Written task:
Rewrite the stretch from the start of the records through the line containing "536, 39, 563]]", keeping the request text unchanged and multiplying only the bounding-box coordinates in the responses by 0.75, rounded to whole numbers with halves going up. Leave the pictures out.

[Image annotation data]

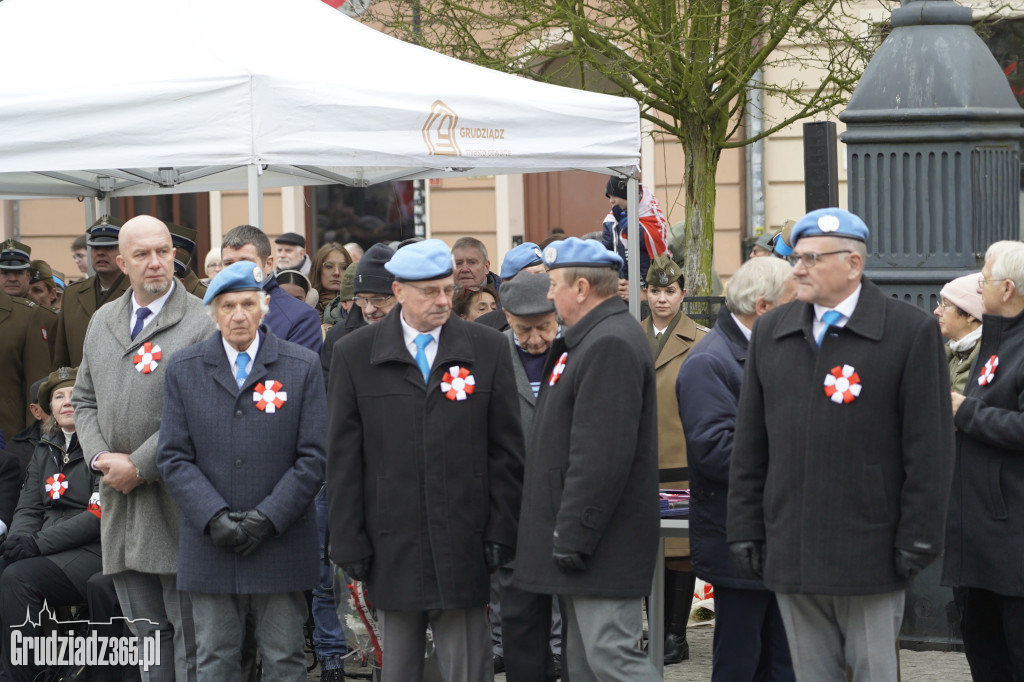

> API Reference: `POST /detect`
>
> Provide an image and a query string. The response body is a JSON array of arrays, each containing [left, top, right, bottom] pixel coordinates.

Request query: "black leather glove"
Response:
[[894, 547, 935, 578], [729, 540, 765, 580], [483, 543, 515, 573], [551, 547, 587, 573], [338, 554, 374, 583], [206, 509, 247, 549], [227, 509, 278, 556], [3, 536, 39, 563]]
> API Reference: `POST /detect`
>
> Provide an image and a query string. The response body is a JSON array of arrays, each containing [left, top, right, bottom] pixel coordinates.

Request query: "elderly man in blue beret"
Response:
[[514, 237, 662, 682], [726, 208, 953, 682], [157, 260, 327, 682], [328, 240, 523, 682]]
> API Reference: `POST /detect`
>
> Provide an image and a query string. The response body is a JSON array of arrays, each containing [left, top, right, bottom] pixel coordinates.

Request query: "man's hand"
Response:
[[483, 543, 515, 573], [551, 547, 587, 573], [729, 541, 765, 580], [95, 453, 145, 495], [227, 509, 278, 556], [206, 509, 249, 549], [338, 554, 374, 583], [893, 547, 935, 579]]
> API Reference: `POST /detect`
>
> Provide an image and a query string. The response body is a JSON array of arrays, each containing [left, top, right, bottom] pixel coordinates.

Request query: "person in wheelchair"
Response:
[[0, 367, 102, 680]]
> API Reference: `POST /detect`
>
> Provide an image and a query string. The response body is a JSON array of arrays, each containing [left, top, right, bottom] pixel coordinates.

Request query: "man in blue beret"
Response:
[[327, 240, 523, 682], [726, 208, 953, 682], [157, 260, 327, 682], [514, 237, 662, 682]]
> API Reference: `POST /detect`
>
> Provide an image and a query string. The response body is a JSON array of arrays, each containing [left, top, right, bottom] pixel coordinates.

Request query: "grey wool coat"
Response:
[[157, 331, 327, 594], [726, 280, 953, 595], [72, 284, 216, 573], [327, 306, 523, 610], [514, 297, 660, 598]]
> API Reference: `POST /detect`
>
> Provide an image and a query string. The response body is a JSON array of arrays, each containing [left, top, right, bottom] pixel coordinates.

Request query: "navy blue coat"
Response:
[[676, 305, 764, 590], [263, 274, 324, 353], [157, 327, 327, 594]]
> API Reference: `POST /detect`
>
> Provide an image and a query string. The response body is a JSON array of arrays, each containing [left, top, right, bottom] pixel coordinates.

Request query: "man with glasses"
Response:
[[328, 240, 523, 682], [726, 208, 953, 682]]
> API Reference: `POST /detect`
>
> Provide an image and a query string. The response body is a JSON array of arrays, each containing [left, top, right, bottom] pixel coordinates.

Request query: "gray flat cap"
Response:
[[500, 272, 555, 317]]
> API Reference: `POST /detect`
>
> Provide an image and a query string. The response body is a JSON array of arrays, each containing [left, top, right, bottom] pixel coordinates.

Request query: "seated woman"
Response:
[[0, 367, 102, 680]]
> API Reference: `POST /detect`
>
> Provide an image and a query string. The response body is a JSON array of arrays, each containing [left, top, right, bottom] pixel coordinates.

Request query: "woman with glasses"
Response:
[[934, 274, 984, 393]]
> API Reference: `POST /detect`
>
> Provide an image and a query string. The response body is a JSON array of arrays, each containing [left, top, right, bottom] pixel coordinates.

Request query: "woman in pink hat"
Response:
[[935, 272, 984, 393]]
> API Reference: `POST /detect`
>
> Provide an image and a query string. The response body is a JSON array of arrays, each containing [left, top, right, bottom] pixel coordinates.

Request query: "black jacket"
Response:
[[942, 305, 1024, 597]]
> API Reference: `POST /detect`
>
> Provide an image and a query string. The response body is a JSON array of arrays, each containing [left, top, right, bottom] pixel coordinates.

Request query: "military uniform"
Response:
[[0, 292, 56, 438]]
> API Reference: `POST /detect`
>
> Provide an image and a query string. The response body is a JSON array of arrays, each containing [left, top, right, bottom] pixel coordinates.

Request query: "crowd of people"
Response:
[[0, 189, 1024, 682]]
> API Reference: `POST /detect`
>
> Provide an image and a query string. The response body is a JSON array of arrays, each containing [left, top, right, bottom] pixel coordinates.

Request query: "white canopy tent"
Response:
[[0, 0, 640, 311]]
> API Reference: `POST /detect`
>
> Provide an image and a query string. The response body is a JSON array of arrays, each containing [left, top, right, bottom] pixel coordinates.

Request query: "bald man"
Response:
[[73, 215, 216, 681]]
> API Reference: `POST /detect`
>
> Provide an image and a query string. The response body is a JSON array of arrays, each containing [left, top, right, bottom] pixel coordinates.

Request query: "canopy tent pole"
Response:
[[248, 164, 263, 229], [626, 177, 641, 319]]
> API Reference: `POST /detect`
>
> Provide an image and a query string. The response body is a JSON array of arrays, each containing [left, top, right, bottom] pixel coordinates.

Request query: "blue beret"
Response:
[[776, 208, 868, 244], [384, 240, 453, 282], [544, 237, 623, 270], [203, 260, 263, 305], [499, 242, 544, 280]]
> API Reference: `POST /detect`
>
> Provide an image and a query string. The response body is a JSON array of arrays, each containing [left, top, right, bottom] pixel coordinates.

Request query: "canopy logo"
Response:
[[423, 99, 462, 157]]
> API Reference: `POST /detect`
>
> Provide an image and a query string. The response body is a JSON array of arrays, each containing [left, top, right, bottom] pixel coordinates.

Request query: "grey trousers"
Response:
[[113, 570, 196, 682], [562, 596, 662, 682], [189, 592, 308, 682], [378, 606, 495, 682], [776, 590, 906, 682]]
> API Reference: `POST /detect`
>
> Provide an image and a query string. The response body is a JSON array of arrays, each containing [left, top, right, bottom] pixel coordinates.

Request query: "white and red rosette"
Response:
[[548, 352, 569, 386], [253, 379, 288, 415], [131, 341, 160, 374], [43, 474, 68, 500], [825, 365, 860, 404], [978, 355, 999, 386], [441, 365, 476, 400]]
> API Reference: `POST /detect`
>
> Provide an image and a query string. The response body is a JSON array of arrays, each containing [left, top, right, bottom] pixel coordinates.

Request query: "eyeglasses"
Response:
[[352, 296, 394, 308], [402, 282, 455, 298], [785, 249, 853, 267]]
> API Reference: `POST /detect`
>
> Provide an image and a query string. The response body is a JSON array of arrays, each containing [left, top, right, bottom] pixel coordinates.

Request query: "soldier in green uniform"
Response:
[[53, 215, 130, 371], [167, 222, 206, 298]]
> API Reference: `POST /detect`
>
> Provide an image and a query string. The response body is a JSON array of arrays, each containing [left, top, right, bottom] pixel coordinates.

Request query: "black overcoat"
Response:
[[942, 305, 1024, 597], [514, 297, 660, 598], [327, 306, 523, 610], [727, 280, 953, 595]]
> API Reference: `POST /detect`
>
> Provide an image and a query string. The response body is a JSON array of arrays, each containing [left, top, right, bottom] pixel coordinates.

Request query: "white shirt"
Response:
[[128, 278, 174, 334], [811, 285, 863, 339], [220, 332, 259, 377], [398, 312, 441, 368], [729, 312, 754, 341]]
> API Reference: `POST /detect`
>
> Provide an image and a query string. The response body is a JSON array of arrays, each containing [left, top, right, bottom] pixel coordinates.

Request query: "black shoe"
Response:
[[665, 632, 690, 666]]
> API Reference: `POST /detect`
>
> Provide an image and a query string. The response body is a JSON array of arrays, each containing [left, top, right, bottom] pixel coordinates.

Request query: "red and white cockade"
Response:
[[253, 379, 288, 415], [441, 365, 476, 400], [131, 341, 160, 374], [978, 355, 999, 386], [825, 365, 860, 404], [548, 352, 569, 386]]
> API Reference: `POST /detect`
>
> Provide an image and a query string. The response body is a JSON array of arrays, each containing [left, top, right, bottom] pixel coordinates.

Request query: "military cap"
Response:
[[273, 232, 306, 249], [384, 240, 454, 282], [0, 240, 32, 270], [499, 242, 544, 280], [37, 367, 78, 415], [790, 208, 868, 246], [85, 215, 124, 247], [352, 244, 394, 294], [29, 260, 53, 283], [502, 272, 555, 317], [646, 253, 683, 287], [338, 261, 358, 301], [203, 260, 263, 305], [544, 237, 623, 270]]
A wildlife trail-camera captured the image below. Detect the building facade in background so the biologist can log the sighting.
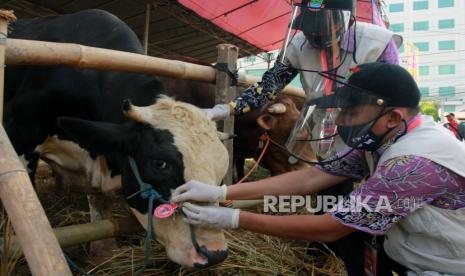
[386,0,465,113]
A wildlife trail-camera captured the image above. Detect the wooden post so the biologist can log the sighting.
[144,0,151,55]
[0,126,71,276]
[215,44,239,185]
[5,216,144,252]
[6,38,305,98]
[0,10,16,123]
[0,10,71,276]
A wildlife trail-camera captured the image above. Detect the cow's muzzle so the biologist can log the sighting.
[194,246,228,269]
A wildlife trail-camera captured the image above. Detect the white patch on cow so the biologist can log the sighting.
[126,97,229,267]
[268,103,286,114]
[128,97,229,185]
[19,154,32,173]
[37,136,121,193]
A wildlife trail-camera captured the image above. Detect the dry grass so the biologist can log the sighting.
[1,161,346,276]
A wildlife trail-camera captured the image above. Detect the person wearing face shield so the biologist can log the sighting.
[199,0,398,275]
[205,0,398,120]
[172,62,465,275]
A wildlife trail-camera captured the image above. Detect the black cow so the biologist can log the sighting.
[4,10,227,267]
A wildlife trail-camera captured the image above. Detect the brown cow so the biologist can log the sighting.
[234,95,315,177]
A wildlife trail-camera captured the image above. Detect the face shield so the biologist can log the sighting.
[282,0,352,66]
[285,83,386,163]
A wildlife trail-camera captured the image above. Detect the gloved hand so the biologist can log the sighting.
[202,104,230,121]
[182,202,241,229]
[171,180,228,203]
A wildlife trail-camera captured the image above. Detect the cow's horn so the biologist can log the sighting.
[218,131,236,141]
[268,103,286,114]
[123,99,152,124]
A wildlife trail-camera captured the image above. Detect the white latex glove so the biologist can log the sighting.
[171,180,228,203]
[202,104,230,121]
[182,202,241,229]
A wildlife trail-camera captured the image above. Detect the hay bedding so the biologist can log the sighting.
[0,163,346,276]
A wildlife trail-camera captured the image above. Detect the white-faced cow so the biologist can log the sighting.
[4,10,228,267]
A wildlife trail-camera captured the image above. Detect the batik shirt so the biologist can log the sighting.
[229,32,399,114]
[317,114,465,235]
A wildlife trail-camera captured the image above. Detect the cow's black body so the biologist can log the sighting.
[4,10,183,211]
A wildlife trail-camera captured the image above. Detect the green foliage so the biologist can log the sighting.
[420,99,441,122]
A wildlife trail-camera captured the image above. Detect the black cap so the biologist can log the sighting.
[310,62,421,108]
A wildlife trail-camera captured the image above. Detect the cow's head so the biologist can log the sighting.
[58,97,228,267]
[257,95,315,174]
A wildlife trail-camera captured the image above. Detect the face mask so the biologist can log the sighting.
[304,32,340,49]
[337,113,394,151]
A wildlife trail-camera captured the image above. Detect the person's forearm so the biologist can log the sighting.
[239,211,355,242]
[227,167,347,199]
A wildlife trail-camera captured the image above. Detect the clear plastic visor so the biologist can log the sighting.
[282,5,350,63]
[285,93,384,163]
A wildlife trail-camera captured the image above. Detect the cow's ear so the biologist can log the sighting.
[57,117,132,154]
[257,114,278,130]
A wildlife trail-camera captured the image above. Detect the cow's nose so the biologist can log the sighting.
[190,246,228,269]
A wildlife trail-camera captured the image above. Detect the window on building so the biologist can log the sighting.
[443,105,455,113]
[438,0,454,8]
[389,23,404,33]
[438,65,455,75]
[439,86,455,97]
[438,40,455,50]
[413,21,429,31]
[389,3,404,12]
[419,87,429,97]
[245,56,256,63]
[438,19,455,29]
[413,0,428,11]
[419,66,429,76]
[398,43,405,54]
[414,42,429,52]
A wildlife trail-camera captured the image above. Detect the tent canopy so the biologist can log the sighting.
[178,0,383,51]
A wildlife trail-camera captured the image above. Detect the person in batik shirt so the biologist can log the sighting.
[172,62,465,276]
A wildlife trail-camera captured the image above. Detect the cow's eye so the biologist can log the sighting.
[154,160,166,169]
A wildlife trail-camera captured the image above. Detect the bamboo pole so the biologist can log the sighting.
[0,126,71,276]
[144,0,152,55]
[0,10,16,123]
[215,44,239,185]
[5,39,305,97]
[5,217,144,252]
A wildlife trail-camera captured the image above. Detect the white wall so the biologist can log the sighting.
[386,0,465,115]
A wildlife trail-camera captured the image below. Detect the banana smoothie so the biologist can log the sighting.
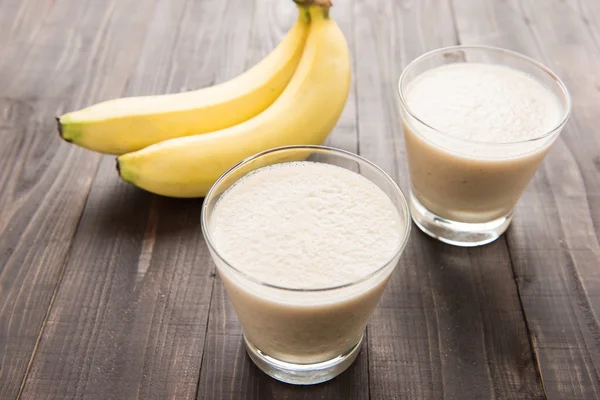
[400,58,565,233]
[208,161,409,364]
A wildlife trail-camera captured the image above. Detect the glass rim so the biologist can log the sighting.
[398,44,572,146]
[200,145,411,293]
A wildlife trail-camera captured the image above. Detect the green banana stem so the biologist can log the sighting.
[294,0,333,18]
[294,0,333,8]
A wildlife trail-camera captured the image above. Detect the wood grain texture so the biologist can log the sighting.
[454,0,600,399]
[198,0,369,400]
[0,0,157,399]
[22,0,247,399]
[355,0,543,399]
[0,0,600,400]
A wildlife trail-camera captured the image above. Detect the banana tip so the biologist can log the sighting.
[56,117,72,143]
[294,0,333,8]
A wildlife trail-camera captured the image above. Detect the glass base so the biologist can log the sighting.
[244,336,363,385]
[409,192,512,247]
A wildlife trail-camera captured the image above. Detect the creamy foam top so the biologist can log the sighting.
[405,63,563,143]
[209,162,405,288]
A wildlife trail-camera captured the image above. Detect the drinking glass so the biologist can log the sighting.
[202,146,411,384]
[398,46,571,246]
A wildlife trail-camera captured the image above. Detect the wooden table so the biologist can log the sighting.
[0,0,600,400]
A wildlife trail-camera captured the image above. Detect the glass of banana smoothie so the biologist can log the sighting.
[398,46,571,246]
[202,146,410,384]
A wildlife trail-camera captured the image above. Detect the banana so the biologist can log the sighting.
[117,6,350,197]
[57,7,310,154]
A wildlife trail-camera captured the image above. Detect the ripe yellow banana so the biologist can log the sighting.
[117,6,350,197]
[58,7,310,154]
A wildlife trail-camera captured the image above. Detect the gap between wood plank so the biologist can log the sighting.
[192,267,220,399]
[17,158,100,400]
[502,236,548,399]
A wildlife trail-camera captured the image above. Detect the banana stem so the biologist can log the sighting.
[294,0,333,18]
[294,0,333,8]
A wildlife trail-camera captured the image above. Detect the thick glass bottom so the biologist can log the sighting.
[244,336,363,385]
[409,192,512,247]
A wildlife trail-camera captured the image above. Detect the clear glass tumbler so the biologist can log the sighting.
[398,46,571,247]
[202,146,411,385]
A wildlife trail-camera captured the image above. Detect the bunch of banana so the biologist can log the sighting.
[58,0,350,197]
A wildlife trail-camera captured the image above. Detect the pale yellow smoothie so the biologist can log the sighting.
[401,62,565,223]
[209,162,408,363]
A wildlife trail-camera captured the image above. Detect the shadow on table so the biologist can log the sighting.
[398,229,539,398]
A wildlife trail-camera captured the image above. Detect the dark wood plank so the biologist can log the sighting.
[355,0,543,399]
[198,0,369,400]
[454,0,600,399]
[0,0,155,399]
[18,0,252,399]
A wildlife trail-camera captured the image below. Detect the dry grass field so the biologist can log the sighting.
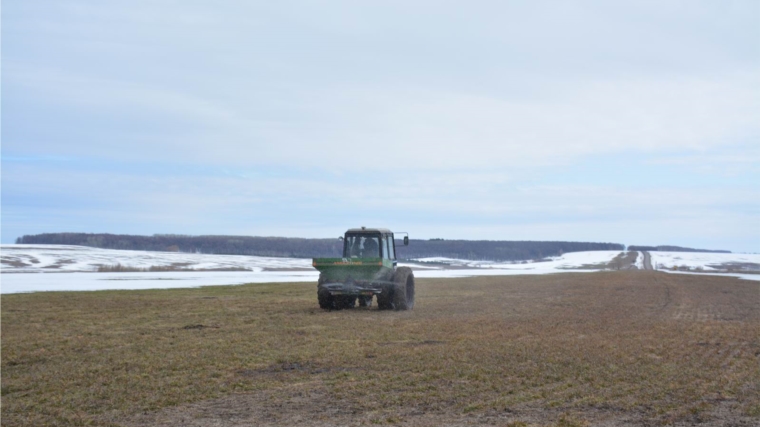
[2,271,760,427]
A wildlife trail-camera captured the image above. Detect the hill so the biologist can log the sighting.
[16,233,625,261]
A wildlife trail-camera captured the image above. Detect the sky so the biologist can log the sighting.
[0,0,760,252]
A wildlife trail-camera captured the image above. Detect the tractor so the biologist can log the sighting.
[312,227,414,310]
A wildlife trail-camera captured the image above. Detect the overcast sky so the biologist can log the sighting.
[2,0,760,252]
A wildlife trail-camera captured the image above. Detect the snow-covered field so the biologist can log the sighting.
[650,252,760,272]
[0,245,760,294]
[0,245,311,273]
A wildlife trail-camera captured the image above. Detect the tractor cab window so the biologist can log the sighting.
[343,234,380,258]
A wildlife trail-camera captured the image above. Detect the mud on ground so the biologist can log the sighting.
[2,271,760,426]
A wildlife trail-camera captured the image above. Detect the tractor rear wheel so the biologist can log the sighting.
[377,288,393,310]
[317,289,336,310]
[393,267,414,310]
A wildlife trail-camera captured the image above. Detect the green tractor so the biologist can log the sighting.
[312,227,414,310]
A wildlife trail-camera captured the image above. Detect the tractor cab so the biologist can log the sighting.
[343,227,400,264]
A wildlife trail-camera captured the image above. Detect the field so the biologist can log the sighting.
[2,271,760,427]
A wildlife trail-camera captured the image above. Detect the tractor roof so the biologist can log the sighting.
[346,227,393,234]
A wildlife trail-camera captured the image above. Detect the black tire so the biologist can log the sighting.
[393,267,414,310]
[340,295,356,308]
[377,286,393,310]
[317,289,336,310]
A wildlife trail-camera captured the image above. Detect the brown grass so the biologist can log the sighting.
[2,272,760,426]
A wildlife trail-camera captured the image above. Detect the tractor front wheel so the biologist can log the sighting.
[392,267,414,310]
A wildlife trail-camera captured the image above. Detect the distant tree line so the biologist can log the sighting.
[16,233,625,261]
[628,245,731,254]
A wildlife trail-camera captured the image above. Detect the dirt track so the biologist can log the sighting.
[119,271,760,426]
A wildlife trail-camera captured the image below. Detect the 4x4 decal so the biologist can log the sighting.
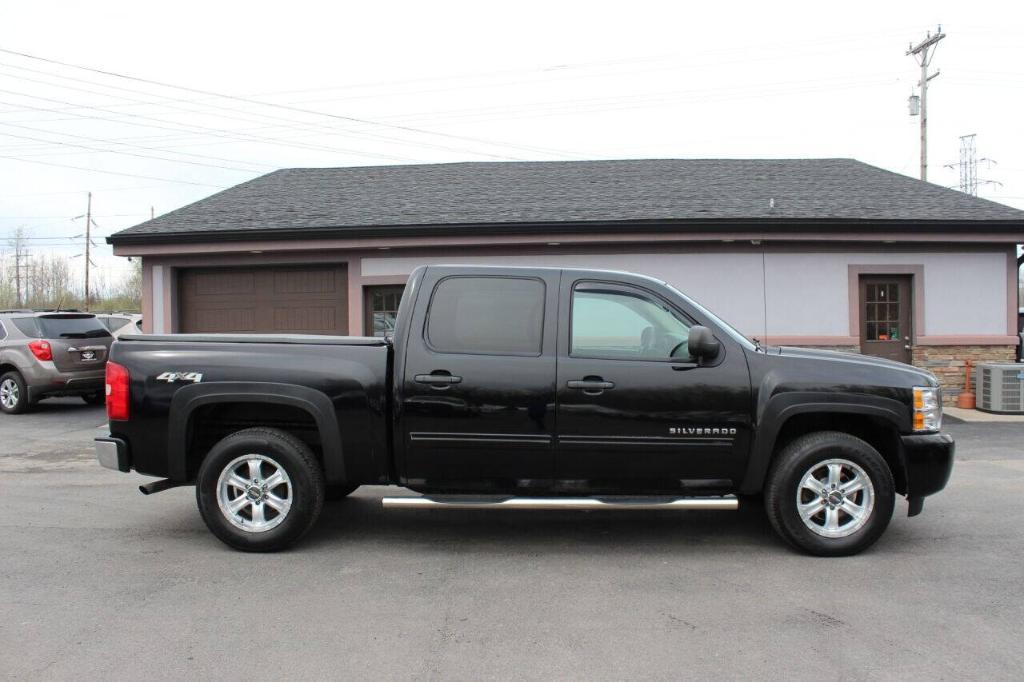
[157,372,203,384]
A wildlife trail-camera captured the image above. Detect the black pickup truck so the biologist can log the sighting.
[96,266,953,556]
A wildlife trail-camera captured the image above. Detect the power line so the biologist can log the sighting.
[0,47,585,159]
[0,157,227,189]
[0,124,268,173]
[0,89,416,162]
[4,67,506,161]
[0,116,272,173]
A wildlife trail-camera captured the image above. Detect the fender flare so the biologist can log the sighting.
[739,391,911,494]
[167,381,345,482]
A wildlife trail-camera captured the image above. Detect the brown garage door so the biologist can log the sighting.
[178,265,348,335]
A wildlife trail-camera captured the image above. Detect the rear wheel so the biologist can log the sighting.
[0,372,29,415]
[196,428,324,552]
[82,391,106,404]
[765,431,896,556]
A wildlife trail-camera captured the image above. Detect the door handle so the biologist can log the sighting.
[565,379,615,391]
[413,374,462,386]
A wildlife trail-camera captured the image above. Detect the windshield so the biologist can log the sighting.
[36,315,111,339]
[666,284,758,350]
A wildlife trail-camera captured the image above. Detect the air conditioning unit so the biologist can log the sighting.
[977,364,1024,415]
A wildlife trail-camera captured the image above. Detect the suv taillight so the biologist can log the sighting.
[106,360,129,420]
[29,339,53,360]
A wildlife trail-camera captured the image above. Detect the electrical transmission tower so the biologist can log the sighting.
[945,133,1001,197]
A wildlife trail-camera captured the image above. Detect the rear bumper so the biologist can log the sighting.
[93,436,131,473]
[22,363,105,400]
[900,433,956,498]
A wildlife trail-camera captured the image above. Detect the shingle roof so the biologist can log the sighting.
[111,159,1024,244]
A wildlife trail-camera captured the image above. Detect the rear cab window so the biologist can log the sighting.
[424,276,545,355]
[99,317,131,332]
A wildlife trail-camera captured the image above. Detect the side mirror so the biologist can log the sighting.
[687,325,722,360]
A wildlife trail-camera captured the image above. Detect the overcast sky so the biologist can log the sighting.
[0,0,1024,274]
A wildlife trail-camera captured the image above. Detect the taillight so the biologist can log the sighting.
[29,339,53,360]
[106,360,129,420]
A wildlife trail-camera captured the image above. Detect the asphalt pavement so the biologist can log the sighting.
[0,398,1024,681]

Response for this exercise:
> API Reference: `POST /detect`
>
> Provide an image and a query string. The response body is a JSON array of arrays, each containing [left, top, right, bottom] pixel coordinates.

Request query: "black leather glove"
Response:
[[671, 410, 701, 434], [547, 405, 574, 435], [362, 407, 386, 430], [413, 410, 440, 430], [254, 416, 281, 437], [155, 382, 185, 412], [170, 382, 209, 417], [2, 402, 29, 422]]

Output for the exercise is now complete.